Lines of data:
---+---
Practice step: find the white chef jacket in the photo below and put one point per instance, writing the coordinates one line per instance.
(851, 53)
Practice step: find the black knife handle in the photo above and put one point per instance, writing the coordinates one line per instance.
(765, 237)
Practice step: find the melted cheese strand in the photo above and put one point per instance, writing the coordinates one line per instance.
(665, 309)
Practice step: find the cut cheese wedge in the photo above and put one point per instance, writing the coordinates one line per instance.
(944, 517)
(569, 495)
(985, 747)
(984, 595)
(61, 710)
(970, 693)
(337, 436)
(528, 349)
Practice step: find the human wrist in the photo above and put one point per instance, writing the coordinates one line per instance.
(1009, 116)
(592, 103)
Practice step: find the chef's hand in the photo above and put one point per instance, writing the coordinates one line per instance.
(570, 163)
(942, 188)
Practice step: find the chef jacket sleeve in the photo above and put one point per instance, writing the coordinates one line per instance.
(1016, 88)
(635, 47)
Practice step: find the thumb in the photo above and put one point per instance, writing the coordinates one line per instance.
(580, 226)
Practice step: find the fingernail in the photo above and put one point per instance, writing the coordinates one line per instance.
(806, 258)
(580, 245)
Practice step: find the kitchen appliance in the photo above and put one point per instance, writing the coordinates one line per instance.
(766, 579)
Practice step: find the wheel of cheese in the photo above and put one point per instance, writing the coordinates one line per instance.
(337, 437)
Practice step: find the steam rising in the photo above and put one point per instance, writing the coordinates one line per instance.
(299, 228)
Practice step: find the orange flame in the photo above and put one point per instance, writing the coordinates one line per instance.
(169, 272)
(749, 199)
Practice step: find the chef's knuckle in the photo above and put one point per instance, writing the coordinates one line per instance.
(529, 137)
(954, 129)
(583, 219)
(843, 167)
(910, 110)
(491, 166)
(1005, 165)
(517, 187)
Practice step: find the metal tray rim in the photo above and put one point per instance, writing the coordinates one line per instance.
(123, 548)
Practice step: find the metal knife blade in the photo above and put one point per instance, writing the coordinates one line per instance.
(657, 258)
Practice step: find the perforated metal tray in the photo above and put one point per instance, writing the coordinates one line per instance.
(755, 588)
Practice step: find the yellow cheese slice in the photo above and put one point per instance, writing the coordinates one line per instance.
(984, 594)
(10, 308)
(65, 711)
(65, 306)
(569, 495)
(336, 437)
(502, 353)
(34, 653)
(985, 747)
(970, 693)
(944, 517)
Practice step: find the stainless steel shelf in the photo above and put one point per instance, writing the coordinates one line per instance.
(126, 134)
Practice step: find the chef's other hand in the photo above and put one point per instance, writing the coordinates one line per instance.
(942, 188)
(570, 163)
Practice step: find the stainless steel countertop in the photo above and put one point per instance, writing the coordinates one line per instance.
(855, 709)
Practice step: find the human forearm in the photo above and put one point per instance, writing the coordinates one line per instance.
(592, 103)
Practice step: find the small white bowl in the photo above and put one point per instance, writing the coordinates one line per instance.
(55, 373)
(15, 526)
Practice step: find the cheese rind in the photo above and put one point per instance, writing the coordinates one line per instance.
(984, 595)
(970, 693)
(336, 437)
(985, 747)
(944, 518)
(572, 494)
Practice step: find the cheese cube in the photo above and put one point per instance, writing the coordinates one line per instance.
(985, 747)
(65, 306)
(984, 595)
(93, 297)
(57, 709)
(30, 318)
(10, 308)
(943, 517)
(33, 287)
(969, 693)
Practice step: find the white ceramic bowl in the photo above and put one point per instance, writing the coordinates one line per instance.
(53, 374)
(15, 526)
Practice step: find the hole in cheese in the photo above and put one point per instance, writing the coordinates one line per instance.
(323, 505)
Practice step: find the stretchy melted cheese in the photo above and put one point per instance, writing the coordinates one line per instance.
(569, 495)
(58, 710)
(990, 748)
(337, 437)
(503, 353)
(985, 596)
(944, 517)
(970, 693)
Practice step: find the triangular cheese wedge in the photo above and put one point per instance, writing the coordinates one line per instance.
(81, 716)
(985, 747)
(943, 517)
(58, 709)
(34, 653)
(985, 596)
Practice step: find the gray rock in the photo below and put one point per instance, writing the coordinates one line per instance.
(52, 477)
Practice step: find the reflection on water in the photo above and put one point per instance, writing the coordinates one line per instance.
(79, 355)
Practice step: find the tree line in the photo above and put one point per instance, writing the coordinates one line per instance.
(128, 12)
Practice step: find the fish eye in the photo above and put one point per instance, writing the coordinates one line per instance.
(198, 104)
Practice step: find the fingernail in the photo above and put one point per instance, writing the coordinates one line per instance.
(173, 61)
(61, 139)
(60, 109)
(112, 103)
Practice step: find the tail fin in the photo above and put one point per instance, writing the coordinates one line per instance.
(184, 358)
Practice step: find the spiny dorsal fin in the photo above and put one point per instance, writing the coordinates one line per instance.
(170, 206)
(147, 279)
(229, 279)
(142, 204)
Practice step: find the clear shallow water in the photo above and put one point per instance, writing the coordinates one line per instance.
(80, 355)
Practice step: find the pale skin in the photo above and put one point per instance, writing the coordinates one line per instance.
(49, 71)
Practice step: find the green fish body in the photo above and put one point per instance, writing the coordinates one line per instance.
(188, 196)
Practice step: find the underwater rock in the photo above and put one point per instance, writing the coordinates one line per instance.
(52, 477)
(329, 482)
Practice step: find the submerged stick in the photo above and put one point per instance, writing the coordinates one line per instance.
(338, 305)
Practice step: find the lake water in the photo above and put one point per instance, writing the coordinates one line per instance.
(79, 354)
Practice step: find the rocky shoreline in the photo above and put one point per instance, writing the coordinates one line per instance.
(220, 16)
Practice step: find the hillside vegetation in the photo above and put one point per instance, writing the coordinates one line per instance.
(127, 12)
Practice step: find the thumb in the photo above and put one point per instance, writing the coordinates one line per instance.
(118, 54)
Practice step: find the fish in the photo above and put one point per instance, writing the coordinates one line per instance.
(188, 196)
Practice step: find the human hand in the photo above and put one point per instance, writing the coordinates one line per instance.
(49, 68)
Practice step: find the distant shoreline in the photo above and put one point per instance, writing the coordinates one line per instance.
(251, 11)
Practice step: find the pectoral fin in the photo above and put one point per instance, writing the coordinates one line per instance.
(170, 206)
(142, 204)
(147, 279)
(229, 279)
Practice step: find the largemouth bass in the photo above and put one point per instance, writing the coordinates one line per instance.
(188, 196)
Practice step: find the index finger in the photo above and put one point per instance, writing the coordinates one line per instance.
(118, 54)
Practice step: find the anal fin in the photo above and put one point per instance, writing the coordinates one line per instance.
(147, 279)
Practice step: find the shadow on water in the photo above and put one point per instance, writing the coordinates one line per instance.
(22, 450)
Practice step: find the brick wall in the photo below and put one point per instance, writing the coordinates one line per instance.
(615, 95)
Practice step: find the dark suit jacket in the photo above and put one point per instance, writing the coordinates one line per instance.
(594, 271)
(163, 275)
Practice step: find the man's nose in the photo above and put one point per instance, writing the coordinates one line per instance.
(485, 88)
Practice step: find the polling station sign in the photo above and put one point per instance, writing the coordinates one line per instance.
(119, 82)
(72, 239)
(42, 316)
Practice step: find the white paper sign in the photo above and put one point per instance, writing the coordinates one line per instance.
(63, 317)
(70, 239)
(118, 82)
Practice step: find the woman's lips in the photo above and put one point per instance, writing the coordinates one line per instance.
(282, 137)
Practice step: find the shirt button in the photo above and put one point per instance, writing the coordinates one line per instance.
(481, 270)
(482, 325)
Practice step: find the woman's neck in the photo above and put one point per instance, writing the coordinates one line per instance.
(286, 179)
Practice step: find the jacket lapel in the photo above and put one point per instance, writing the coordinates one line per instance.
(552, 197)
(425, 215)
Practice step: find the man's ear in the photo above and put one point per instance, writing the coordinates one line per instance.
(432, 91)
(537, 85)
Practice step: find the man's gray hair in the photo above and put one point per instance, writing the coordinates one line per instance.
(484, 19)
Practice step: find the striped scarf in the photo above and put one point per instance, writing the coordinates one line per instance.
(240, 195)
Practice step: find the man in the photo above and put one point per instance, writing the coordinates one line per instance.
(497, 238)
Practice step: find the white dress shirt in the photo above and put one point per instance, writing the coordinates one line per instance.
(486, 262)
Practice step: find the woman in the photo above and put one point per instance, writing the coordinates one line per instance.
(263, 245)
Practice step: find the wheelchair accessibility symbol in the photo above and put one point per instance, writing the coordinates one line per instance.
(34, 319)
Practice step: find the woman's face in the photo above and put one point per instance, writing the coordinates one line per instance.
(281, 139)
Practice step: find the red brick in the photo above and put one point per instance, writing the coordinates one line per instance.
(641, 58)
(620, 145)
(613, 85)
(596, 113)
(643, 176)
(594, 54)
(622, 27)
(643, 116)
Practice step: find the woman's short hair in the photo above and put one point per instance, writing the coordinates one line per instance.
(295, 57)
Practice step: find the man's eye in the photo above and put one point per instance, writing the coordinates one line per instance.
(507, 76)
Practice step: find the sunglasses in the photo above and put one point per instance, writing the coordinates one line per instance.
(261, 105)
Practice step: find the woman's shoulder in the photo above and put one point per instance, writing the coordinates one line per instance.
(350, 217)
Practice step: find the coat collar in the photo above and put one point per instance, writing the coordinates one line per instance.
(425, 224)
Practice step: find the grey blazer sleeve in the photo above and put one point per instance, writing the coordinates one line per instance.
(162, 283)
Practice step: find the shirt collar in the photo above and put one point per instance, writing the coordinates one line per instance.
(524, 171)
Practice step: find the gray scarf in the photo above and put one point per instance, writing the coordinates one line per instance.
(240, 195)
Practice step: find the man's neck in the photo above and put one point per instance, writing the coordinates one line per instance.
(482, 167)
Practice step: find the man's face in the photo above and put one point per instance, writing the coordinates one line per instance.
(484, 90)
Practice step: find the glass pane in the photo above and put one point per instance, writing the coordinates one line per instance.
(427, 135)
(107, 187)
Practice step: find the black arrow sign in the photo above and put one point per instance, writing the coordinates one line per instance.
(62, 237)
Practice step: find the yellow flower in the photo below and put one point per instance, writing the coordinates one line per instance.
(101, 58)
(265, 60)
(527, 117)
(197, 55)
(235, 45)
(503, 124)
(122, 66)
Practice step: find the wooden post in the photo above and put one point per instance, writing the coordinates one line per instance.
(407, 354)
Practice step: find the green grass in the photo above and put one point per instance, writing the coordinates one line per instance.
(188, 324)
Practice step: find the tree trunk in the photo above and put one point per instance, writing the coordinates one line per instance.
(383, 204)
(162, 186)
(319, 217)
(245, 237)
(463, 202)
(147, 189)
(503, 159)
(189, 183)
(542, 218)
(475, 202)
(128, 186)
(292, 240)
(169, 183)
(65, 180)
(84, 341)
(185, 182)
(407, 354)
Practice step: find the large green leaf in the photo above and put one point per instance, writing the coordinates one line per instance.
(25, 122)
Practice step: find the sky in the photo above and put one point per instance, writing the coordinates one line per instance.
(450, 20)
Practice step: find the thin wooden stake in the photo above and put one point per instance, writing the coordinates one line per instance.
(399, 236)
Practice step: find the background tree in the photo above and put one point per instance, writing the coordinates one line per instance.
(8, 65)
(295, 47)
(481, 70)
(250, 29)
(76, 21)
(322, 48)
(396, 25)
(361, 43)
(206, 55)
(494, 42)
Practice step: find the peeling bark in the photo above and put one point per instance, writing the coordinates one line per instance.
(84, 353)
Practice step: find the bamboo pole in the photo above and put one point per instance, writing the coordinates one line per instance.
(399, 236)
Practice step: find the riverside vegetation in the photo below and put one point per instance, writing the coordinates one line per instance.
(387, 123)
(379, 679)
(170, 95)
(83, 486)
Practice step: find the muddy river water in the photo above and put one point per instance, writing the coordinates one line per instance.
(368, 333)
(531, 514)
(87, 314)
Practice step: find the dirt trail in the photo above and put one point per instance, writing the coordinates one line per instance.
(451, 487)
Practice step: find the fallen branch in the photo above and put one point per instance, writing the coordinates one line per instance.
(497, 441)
---+---
• _Short task_: Copy the data from the line with "Practice step: find the peeling" through the end, both ends included, and multiply every coordinate in the answers by 2.45, rounding each result to a whole number with halves rounded up.

• _Completed task_:
Practice step: find the peeling bark in the photo above and put one point per instance, writing the coordinates one line per instance.
(206, 865)
Practice step: find the bamboo pole in the photo above and put one point per instance, writing the coordinates one line per instance.
(978, 578)
Practice step: find the riverside vegetation in the photo below and put one point per instance, writing the coordinates one line per instance.
(948, 301)
(929, 1664)
(417, 233)
(203, 1191)
Practice step: find the muddy river water in the photo above and put one point per instance, writing the coordinates one line per instance.
(902, 816)
(1301, 1259)
(213, 769)
Practice step: find the dirt trail in the photo above and put one point per instance, writing the coordinates one line per instance.
(1105, 1193)
Practice step: find the fallen branch in the photo above and put one point per instance, writing the coordinates one line per instance.
(1218, 1080)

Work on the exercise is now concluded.